_SHORT TASK:_ Word for word, give the material below again, minus any images.

════════════════════

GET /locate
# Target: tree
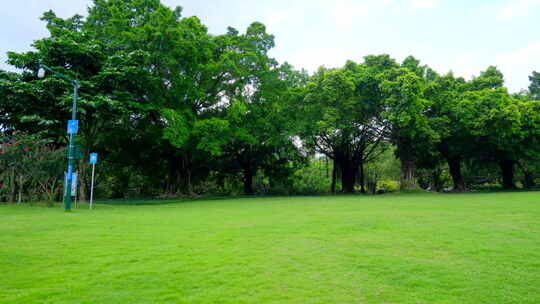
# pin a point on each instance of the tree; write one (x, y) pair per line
(342, 120)
(409, 127)
(534, 87)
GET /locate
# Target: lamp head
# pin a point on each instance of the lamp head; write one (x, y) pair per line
(41, 72)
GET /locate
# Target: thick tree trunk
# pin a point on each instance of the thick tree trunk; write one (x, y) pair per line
(406, 157)
(362, 178)
(334, 177)
(21, 183)
(507, 172)
(408, 180)
(348, 175)
(248, 182)
(454, 164)
(83, 181)
(13, 191)
(528, 180)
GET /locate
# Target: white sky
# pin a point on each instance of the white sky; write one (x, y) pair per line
(464, 36)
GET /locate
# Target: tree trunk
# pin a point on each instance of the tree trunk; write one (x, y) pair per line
(454, 164)
(507, 172)
(362, 178)
(83, 181)
(406, 157)
(13, 187)
(248, 182)
(334, 177)
(347, 177)
(20, 189)
(528, 180)
(407, 178)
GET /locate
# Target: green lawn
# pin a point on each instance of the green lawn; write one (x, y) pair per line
(397, 248)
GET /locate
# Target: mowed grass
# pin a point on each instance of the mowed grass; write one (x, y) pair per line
(397, 248)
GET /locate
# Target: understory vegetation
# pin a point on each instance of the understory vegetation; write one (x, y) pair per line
(174, 110)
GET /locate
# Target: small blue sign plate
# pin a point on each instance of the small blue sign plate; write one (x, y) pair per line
(73, 126)
(93, 158)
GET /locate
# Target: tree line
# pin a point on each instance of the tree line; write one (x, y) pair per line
(177, 110)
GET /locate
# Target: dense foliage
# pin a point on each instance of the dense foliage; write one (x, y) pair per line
(175, 110)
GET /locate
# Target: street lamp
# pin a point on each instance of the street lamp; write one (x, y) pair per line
(72, 131)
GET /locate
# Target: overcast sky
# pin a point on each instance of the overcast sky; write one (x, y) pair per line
(464, 36)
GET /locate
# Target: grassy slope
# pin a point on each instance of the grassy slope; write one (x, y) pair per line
(410, 248)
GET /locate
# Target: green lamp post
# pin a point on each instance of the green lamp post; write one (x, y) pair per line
(72, 131)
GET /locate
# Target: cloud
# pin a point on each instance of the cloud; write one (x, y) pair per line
(517, 8)
(347, 12)
(519, 64)
(423, 4)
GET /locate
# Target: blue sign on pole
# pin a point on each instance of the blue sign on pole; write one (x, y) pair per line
(73, 126)
(93, 158)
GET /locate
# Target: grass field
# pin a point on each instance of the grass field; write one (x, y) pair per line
(397, 248)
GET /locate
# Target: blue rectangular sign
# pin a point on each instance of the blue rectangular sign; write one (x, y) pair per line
(73, 126)
(93, 158)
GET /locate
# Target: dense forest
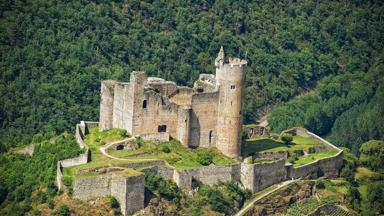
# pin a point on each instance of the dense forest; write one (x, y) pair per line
(53, 54)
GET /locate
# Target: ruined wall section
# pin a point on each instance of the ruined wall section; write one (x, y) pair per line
(158, 111)
(122, 106)
(203, 120)
(182, 97)
(183, 124)
(230, 78)
(128, 190)
(92, 187)
(106, 104)
(207, 175)
(261, 175)
(328, 167)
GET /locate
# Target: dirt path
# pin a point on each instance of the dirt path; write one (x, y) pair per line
(251, 204)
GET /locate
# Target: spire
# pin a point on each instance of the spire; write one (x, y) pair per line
(220, 56)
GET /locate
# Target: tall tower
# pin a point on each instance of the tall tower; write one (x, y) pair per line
(230, 81)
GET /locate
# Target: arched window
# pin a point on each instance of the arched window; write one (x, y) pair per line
(162, 128)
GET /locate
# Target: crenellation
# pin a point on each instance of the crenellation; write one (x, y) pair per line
(151, 105)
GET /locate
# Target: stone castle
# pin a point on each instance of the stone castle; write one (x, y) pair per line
(207, 115)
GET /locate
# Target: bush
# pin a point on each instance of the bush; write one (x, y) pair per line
(51, 204)
(319, 184)
(165, 149)
(205, 158)
(293, 158)
(249, 160)
(286, 138)
(38, 138)
(67, 181)
(63, 210)
(114, 203)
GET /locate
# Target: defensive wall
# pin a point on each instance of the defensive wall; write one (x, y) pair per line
(129, 189)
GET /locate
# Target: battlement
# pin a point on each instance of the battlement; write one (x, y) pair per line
(152, 105)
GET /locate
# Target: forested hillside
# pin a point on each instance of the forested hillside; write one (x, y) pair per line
(53, 54)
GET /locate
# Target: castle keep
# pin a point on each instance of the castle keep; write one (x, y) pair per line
(207, 115)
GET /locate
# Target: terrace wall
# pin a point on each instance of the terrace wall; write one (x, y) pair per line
(207, 175)
(261, 175)
(128, 190)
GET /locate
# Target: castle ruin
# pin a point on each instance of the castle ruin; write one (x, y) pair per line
(207, 115)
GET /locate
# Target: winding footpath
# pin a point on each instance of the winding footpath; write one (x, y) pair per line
(252, 203)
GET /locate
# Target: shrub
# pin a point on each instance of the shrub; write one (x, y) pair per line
(249, 160)
(319, 184)
(51, 204)
(217, 201)
(67, 181)
(205, 158)
(293, 158)
(165, 149)
(38, 138)
(63, 210)
(286, 138)
(114, 203)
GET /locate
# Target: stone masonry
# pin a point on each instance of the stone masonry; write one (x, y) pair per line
(207, 115)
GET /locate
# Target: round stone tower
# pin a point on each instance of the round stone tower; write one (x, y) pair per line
(230, 82)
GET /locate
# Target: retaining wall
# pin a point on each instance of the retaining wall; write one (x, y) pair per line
(261, 175)
(81, 159)
(128, 190)
(156, 137)
(207, 175)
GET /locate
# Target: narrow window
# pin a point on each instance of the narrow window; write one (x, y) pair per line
(210, 136)
(162, 128)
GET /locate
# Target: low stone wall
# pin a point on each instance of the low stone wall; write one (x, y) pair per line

════════════════════

_THE REPLY:_
GET /locate
# Target: tree
# pin a point on each instance of the tree; write one (x, y) pair per line
(342, 120)
(409, 127)
(534, 87)
GET /locate
# Target: lamp head
# pin a point on each instance of the lamp head; write one (x, y) pair per line
(41, 72)
GET /locate
# Target: thick tree trunk
# pin a point on each instance of the thick tree trunk; write one (x, y) pair per line
(406, 157)
(362, 178)
(334, 177)
(21, 183)
(507, 172)
(408, 180)
(348, 175)
(248, 182)
(454, 164)
(83, 181)
(13, 191)
(528, 180)
GET /locate
# Target: white sky
# pin a point on each instance of the white sky; write one (x, y) pair per line
(464, 36)
GET /locate
# Target: tree trunk
# pin a point on each instance of the tree trunk; write one (x, y) pair per line
(454, 164)
(507, 172)
(362, 178)
(83, 181)
(406, 157)
(13, 187)
(248, 182)
(334, 177)
(347, 177)
(20, 189)
(528, 180)
(407, 178)
GET /locate
# Target: green lawn
# pin a point on each instance of the green lawn; write one (x, y) pair per line
(397, 248)
GET /locate
# Target: mowed grass
# pin a point on each instance of the mowed grass; write one (x, y) pair per line
(397, 248)
GET /locate
# Target: understory vegetation
# pin a point on each instance of the understory vegetation; write one (x, y) pair per line
(174, 110)
GET /locate
# Target: small blue sign plate
# pin a point on each instance of the small blue sign plate; write one (x, y) pair per line
(73, 126)
(93, 158)
GET /locate
# Target: tree line
# pin a point on each instance of the tree line; write one (x, y) pair per line
(177, 110)
GET /locate
# Target: dense foliage
# pin a point on each instance of the dense foliage; write one (x, y) pair per line
(175, 110)
GET /locate
# Target: street lamp
# pin a point on each instance of the street lamp; write one (x, y) pair per line
(72, 131)
GET /locate
# Target: overcast sky
# pin a point on each instance of the overcast sky; write one (x, y) pair per line
(464, 36)
GET /locate
# Target: grassy slope
# pin a point on each instance of the grassy slope; write one (x, y) pair per line
(410, 248)
GET /locate
# Target: green lamp post
# pin a point on each instance of the green lamp post; write one (x, y) pair per line
(72, 131)
GET /locate
# Target: cloud
# pin a point on each instance of the cloud; write one (x, y) pair per line
(517, 8)
(347, 12)
(519, 64)
(423, 4)
GET /locate
# Target: blue sign on pole
# pin a point on each instance of the blue sign on pole; write one (x, y) pair per line
(73, 126)
(93, 158)
GET /locate
# Target: grass field
# pin a point on each instance of the grass field; write one (x, y) pair per line
(397, 248)
GET /locate
# Target: blue rectangular sign
# pin a point on each instance of the blue rectangular sign; write one (x, y) pair per line
(73, 126)
(93, 158)
GET /locate
# Target: dense forest
# pin a point on each instance of the dense forest; write one (x, y) pair per line
(53, 54)
GET /locate
# Target: ruined wall section
# pin a point on each instance of the ruined wall section; write one (x, y) pair per line
(158, 111)
(122, 106)
(203, 120)
(182, 97)
(183, 124)
(230, 78)
(128, 190)
(92, 187)
(106, 104)
(207, 175)
(261, 175)
(328, 167)
GET /locate
# Target: dirt path
# pin a point on each instance of the dirt path; write one (x, y) pair per line
(251, 204)
GET /locate
# Target: spire
# pin a point on each instance of the spire; write one (x, y) pair per line
(220, 56)
GET /locate
# Target: tall tower
# pin a point on each instance of the tall tower; write one (x, y) pair per line
(230, 81)
GET /locate
# Target: arched window
# pin a point on each instance of the arched window; write one (x, y) pair per line
(162, 128)
GET /locate
# Target: crenellation
# pin a point on each instance of the crenellation; write one (x, y) pair per line
(151, 105)
GET /locate
# Target: stone castle
# pin a point on each instance of the stone castle; write one (x, y) pair per line
(207, 115)
GET /locate
# Target: bush
# pin a point on each instance of the bush; write one (x, y) pair per line
(51, 204)
(319, 184)
(165, 149)
(205, 158)
(293, 158)
(249, 160)
(286, 138)
(38, 138)
(67, 181)
(63, 210)
(114, 203)
GET /locate
# Target: defensive wall
# pin a point on each instance of the defensive wall; write one (x, y) pair per line
(129, 189)
GET /locate
# Target: battlement
# pin a point on each instance of the battlement; write one (x, y) pair per line
(152, 105)
GET /locate
# Target: forested hillside
# pin a point on each instance of the forested hillside; write one (x, y) pair per line
(53, 54)
GET /locate
# Target: castle keep
# pin a point on each instance of the castle keep; write one (x, y) pair per line
(207, 115)
GET /locate
# Target: terrace wall
# pin a point on each instance of the terrace wall; write one (x, y) pair per line
(207, 175)
(261, 175)
(128, 190)
GET /locate
# Target: castle ruin
# pin a point on each instance of the castle ruin; write one (x, y) pair per line
(207, 115)
GET /locate
# Target: winding footpath
# pin a point on each instance of the winding footpath; write one (x, y) pair per line
(252, 203)
GET /locate
# Target: shrub
# pin a point on each instance of the shrub; write one (x, y) pair per line
(249, 160)
(319, 184)
(51, 204)
(217, 201)
(67, 181)
(205, 158)
(293, 158)
(165, 149)
(38, 138)
(63, 210)
(286, 138)
(114, 203)
GET /locate
# Target: stone masonry
# pin a point on each instance of the stone masonry; write one (x, y) pair per line
(207, 115)
GET /locate
# Target: round stone tower
# pin a point on each instance of the round stone tower; write one (x, y) pair per line
(230, 82)
GET /locate
# Target: retaining wall
# pin a point on each instance of the retaining wall; write one (x, y) pair per line
(261, 175)
(81, 159)
(128, 190)
(156, 137)
(207, 175)
GET /locate
# Target: narrow window
# pin a point on each instance of the narrow window; write one (x, y) pair per line
(210, 136)
(162, 128)
GET /locate
# Target: low stone wall
# pin a point on each instance of the low stone wall; write one (x, y) pair per line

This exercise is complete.